*Stated problem:*
Produce an exact copy of all the records.

*Data extract:*
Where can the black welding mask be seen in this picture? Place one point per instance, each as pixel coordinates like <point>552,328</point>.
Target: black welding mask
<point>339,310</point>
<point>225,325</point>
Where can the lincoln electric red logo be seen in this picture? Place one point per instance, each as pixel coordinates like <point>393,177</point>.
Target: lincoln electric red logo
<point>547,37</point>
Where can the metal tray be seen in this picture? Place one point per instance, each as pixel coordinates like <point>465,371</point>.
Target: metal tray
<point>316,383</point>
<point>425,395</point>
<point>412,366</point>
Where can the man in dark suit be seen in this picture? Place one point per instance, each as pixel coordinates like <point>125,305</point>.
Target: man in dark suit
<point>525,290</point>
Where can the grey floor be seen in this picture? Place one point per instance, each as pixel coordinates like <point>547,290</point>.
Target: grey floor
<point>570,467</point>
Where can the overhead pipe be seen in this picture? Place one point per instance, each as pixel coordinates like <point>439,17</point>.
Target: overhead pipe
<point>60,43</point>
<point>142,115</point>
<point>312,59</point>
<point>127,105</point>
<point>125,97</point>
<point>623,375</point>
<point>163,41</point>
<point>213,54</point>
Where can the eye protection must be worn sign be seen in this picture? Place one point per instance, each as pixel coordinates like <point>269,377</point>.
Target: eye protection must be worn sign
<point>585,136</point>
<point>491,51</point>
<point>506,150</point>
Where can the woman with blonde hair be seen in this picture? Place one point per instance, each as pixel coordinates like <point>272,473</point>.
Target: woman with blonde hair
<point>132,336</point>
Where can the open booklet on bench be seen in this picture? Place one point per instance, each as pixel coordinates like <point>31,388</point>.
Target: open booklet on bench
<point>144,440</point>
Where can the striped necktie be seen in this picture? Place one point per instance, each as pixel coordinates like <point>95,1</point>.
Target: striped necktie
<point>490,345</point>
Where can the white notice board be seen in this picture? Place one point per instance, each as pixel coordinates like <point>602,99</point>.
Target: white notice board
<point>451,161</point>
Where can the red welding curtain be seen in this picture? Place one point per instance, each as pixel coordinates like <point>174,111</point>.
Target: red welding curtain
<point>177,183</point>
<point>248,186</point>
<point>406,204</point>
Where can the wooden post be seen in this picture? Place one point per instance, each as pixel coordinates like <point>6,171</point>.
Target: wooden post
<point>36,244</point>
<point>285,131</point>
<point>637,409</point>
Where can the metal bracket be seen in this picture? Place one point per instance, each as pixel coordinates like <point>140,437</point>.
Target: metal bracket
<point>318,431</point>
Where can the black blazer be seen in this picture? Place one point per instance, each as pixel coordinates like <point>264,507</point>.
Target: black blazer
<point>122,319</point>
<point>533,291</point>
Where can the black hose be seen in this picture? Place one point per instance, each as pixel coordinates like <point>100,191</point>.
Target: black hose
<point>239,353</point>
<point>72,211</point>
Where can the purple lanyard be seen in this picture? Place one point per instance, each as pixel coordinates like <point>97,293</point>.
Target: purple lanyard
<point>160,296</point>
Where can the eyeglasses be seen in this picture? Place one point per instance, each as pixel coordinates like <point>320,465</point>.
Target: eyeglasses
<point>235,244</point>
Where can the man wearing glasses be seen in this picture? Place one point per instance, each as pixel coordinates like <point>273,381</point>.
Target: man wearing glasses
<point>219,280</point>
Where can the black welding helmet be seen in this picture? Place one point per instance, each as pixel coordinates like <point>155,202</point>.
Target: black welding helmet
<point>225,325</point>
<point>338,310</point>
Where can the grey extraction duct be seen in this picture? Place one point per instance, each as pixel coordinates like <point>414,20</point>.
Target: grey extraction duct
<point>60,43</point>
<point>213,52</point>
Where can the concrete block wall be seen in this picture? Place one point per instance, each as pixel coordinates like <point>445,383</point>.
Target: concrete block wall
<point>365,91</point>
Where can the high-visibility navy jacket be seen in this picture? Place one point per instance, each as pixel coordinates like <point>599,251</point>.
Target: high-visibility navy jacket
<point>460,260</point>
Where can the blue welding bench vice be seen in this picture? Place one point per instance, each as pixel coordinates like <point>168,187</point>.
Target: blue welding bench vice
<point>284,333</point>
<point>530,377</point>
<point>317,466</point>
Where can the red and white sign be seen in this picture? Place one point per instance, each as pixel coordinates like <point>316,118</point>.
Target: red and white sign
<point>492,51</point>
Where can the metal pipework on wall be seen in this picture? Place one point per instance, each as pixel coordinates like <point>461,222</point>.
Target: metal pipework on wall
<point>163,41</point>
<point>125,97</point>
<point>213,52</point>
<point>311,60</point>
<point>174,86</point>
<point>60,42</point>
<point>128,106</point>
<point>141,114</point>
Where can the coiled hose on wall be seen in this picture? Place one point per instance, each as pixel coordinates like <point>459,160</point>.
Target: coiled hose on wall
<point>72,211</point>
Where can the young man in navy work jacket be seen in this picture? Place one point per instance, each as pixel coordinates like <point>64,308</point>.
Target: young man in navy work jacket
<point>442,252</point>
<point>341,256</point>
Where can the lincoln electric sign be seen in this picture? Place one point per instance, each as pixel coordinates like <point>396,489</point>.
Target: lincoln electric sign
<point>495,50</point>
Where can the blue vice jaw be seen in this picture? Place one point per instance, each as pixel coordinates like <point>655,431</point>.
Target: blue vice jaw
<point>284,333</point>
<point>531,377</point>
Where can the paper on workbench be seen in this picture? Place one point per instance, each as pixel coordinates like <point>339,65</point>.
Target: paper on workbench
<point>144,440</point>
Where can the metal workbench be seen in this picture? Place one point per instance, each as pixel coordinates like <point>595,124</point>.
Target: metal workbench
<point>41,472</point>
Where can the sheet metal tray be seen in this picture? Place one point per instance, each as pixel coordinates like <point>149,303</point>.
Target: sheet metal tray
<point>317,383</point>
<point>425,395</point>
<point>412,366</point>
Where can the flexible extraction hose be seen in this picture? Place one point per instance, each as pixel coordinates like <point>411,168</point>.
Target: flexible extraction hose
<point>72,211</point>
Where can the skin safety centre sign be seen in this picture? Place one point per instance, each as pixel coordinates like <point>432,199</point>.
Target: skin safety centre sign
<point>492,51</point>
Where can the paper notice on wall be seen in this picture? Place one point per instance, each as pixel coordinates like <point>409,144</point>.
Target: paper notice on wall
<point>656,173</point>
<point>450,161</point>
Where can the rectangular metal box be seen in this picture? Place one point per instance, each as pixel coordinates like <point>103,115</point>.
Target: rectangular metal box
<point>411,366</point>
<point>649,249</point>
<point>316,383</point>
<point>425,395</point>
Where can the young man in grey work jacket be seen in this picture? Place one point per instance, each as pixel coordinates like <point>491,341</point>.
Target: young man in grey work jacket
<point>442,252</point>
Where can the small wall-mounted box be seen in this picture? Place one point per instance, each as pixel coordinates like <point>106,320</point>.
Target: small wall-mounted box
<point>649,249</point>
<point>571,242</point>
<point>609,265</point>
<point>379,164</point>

*Task response:*
Where can the black welding mask be seen in this picture? Place one point per instance, each as pixel coordinates like <point>552,328</point>.
Target: black welding mask
<point>339,310</point>
<point>225,325</point>
Where can the lincoln electric red logo be seen in this picture? Place one point per instance, each as pixel coordinates like <point>393,177</point>.
Target: lincoln electric red logo
<point>547,37</point>
Where can the metal tray be seen in this picture? Place one point per instance, each as pixel coordinates like <point>465,371</point>.
Target: metal tray
<point>316,383</point>
<point>425,395</point>
<point>412,366</point>
Where can the man in dark suit be seen in this picture? Place one point per instance, each as pixel coordinates like <point>125,305</point>.
Target: man in dark suit
<point>525,290</point>
Where can the grey floor be seen in this picture? Place one point per instance, each as pixel coordinates like <point>547,290</point>.
Target: grey floor
<point>570,467</point>
Where can the overhead pipe be seen in this picture? Place one point per instance, each as pixel coordinates like <point>439,17</point>.
Target: overhead pipe
<point>60,43</point>
<point>142,115</point>
<point>312,59</point>
<point>127,105</point>
<point>125,97</point>
<point>623,375</point>
<point>163,41</point>
<point>213,54</point>
Where can the eye protection must be worn sign be seen in this picture? Place one point per instance, each as pixel coordinates like <point>269,377</point>.
Target: eye protection must be worn sign
<point>585,136</point>
<point>491,51</point>
<point>506,150</point>
Where can the woman with blonde hair be seen in this picture? Place one point per instance, each as pixel coordinates like <point>272,473</point>.
Target: woman with blonde hair
<point>132,336</point>
Where can the open booklet on bench be seen in this picture? Place one point per instance, each as pixel coordinates like <point>31,388</point>.
Target: open booklet on bench
<point>144,440</point>
Where can the striped necktie be seen in this picture? Place one point per instance, each as pixel coordinates like <point>95,1</point>.
Target: striped necktie
<point>490,345</point>
Where can the white notice board be seen in this picture? Place one point per instance, each as pixel coordinates like <point>602,99</point>.
Target: white notice board
<point>451,161</point>
Where can the red welding curtain be seen in this picture? Place one point per instance, each as pixel coordinates like <point>174,111</point>.
Target: red welding curtain
<point>177,183</point>
<point>248,186</point>
<point>406,204</point>
Where can the wooden post be seen in this picture? Place one point per instance, each as pixel coordinates like <point>6,171</point>.
Target: wooden post
<point>36,244</point>
<point>285,131</point>
<point>637,409</point>
Where can the metal bracket be seen in this picture? Place one point per instance, each as pixel coordinates like <point>140,437</point>.
Target: metal bracket
<point>318,431</point>
Where can the black blazer be seen in this picture? Place one point per instance, each as pixel coordinates like <point>264,507</point>.
Target: black blazer
<point>122,319</point>
<point>533,291</point>
Where can the black hose be seen in this picture? Place one point per instance, each as pixel coordinates like <point>100,191</point>.
Target: black hose
<point>239,353</point>
<point>72,211</point>
Where can the purple lanyard be seen in this picture? Place one point per instance, each as pixel coordinates like <point>97,293</point>.
Target: purple lanyard
<point>160,296</point>
Where can the eyeglasses be seen in this picture? Place one point per instance, each as pixel coordinates like <point>320,465</point>.
Target: eyeglasses
<point>235,244</point>
Where can the man wearing glasses be seen in this picture? Place one point per instance, each as pixel coordinates like <point>273,381</point>.
Target: man wearing glasses
<point>219,280</point>
Where can the black welding helmet be seen in this picture? Place one point per instance, each as pixel coordinates like <point>155,202</point>.
Target: black welding helmet
<point>225,325</point>
<point>338,310</point>
Where can the grey extraction duct be seen in this picture? Place one point per instance, each as pixel coordinates like <point>414,20</point>.
Target: grey extraction duct
<point>60,43</point>
<point>213,52</point>
Where can the concrete block wall be seen in this picture? Place one point per instance, each as pixel coordinates like <point>445,383</point>.
Target: concrete block wall
<point>365,91</point>
Where can the high-visibility navy jacket be seen in this picture? Place one point per instance, each as pixel coordinates like <point>599,251</point>.
Target: high-visibility navy jacket
<point>460,260</point>
Where can the blue welding bench vice be seen in this picture? Place one point per instance, each as pixel coordinates like <point>168,187</point>.
Target: blue welding bench vice
<point>284,333</point>
<point>530,377</point>
<point>317,466</point>
Where can the red and white sign be seen in this picture? Place one point per instance, each as pixel coordinates like <point>316,118</point>.
Target: red and white sign
<point>492,51</point>
Where can the metal pipework on wall be seen in this picture? Place one point per instance, each as pixel coordinates like <point>461,222</point>.
Target: metal pipework on wall
<point>163,41</point>
<point>125,97</point>
<point>213,52</point>
<point>311,60</point>
<point>174,86</point>
<point>60,42</point>
<point>128,106</point>
<point>141,114</point>
Where can the coiled hose on wall be seen in this picture? Place one point per instance, each as pixel coordinates like <point>459,160</point>.
Target: coiled hose on wall
<point>72,211</point>
Where can the young man in navy work jacket be seen in this picture? Place one point per instance, each as pixel coordinates like <point>64,308</point>.
Target: young man in navy work jacket
<point>442,252</point>
<point>341,256</point>
Where can the lincoln electric sign be seen in this picture? Place one point per instance, each as pixel coordinates like <point>396,489</point>.
Target: lincoln electric sign
<point>495,50</point>
Where can the blue vice jaw be seen in this picture? Place one point per instance, each as pixel coordinates like <point>655,431</point>.
Target: blue vice jaw
<point>284,333</point>
<point>531,377</point>
Where can the paper on workbench be seen in this picture? Place one point per instance, each as pixel coordinates like <point>339,65</point>.
Target: paper on workbench
<point>144,440</point>
Where can the metal workbench be seen in this picture? Place one point per instance, each as pixel coordinates like <point>595,124</point>.
Target: metal workbench
<point>41,472</point>
Where can the sheet metal tray be seen in this picture? Place one point per instance, each as pixel coordinates like <point>149,303</point>.
Target: sheet metal tray
<point>317,383</point>
<point>425,395</point>
<point>412,366</point>
Where can the flexible extraction hose be seen in this picture? Place one point per instance, each as pixel coordinates like <point>411,168</point>.
Target: flexible extraction hose
<point>72,211</point>
Where can the skin safety centre sign be seen in this picture? Place one point per instance, each as pixel coordinates like <point>432,199</point>.
Target: skin safety centre sign
<point>492,51</point>
Where can the paper notice on wall be seen in this picture? Place one point per instance, each as pixel coordinates like <point>409,144</point>.
Target: paper notice on wall
<point>656,173</point>
<point>450,161</point>
Where can the rectangular metal box be seen in this picture? Place one point per instance, each as pixel coordinates like <point>103,115</point>.
Target: rectangular metal box
<point>411,366</point>
<point>649,249</point>
<point>316,383</point>
<point>425,395</point>
Where can the young man in grey work jacket be seen in this picture? Place one point per instance, each as pixel coordinates like <point>491,341</point>.
Target: young man in grey work jacket
<point>442,252</point>
Where can the small wall-mounted box be seen in this picture? Place one point per instance, each as pixel coordinates like <point>106,320</point>.
Target: small wall-mounted box
<point>649,249</point>
<point>571,242</point>
<point>609,265</point>
<point>379,164</point>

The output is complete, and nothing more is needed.